● Work instructions: Which lines below contain the string "retaining"? Show every one of them in full.

● Items:
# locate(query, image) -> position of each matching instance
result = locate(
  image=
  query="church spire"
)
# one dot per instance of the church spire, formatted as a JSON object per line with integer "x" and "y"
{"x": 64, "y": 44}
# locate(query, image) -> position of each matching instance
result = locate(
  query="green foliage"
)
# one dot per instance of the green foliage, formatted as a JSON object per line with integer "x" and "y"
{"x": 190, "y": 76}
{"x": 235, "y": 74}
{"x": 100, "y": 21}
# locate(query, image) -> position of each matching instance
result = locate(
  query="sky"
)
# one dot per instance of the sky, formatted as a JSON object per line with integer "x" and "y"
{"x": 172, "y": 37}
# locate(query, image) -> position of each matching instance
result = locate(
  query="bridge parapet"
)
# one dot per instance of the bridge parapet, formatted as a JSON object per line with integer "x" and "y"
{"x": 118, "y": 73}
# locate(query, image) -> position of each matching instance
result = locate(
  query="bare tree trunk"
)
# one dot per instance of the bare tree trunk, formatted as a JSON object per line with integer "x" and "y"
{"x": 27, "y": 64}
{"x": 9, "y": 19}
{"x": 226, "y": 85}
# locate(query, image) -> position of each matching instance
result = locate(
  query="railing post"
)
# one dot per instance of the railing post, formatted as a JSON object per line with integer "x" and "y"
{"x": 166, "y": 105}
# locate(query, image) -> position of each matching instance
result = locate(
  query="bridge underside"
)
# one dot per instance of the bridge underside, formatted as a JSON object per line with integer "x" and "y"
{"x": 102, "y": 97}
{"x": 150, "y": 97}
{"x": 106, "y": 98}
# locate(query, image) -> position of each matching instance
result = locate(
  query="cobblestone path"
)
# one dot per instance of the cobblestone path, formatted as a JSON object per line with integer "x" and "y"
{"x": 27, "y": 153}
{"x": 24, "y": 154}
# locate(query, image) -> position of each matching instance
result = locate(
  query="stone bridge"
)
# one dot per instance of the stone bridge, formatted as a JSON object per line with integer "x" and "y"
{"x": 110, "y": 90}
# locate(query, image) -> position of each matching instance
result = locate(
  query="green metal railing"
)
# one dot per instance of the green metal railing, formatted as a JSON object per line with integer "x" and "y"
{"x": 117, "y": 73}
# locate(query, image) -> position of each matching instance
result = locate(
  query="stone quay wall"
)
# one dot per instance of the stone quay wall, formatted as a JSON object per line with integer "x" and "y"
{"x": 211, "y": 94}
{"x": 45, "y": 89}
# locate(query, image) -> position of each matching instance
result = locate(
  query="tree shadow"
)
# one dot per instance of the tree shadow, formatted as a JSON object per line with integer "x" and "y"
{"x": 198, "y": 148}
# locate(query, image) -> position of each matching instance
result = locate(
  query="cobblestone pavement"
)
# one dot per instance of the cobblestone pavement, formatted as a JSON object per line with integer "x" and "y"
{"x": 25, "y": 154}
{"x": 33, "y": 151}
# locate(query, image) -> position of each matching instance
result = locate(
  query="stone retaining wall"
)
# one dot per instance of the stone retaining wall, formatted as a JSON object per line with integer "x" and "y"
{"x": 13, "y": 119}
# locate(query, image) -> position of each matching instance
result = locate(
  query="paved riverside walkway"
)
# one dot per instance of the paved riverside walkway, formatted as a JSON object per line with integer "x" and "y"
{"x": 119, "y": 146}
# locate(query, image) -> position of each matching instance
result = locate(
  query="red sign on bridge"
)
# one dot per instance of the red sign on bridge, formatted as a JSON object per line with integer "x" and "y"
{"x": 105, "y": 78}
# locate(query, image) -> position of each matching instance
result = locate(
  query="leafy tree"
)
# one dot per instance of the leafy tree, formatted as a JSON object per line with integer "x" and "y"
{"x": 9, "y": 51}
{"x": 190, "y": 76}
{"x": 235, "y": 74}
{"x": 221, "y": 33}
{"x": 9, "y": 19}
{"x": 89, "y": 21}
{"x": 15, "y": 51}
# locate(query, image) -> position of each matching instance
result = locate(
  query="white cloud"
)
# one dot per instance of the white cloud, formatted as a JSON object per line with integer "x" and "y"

● Result of the exercise:
  query="stone retaining wall"
# one dot per instance of the stone retaining wall, formatted as a JSON object per line with integer "x" and "y"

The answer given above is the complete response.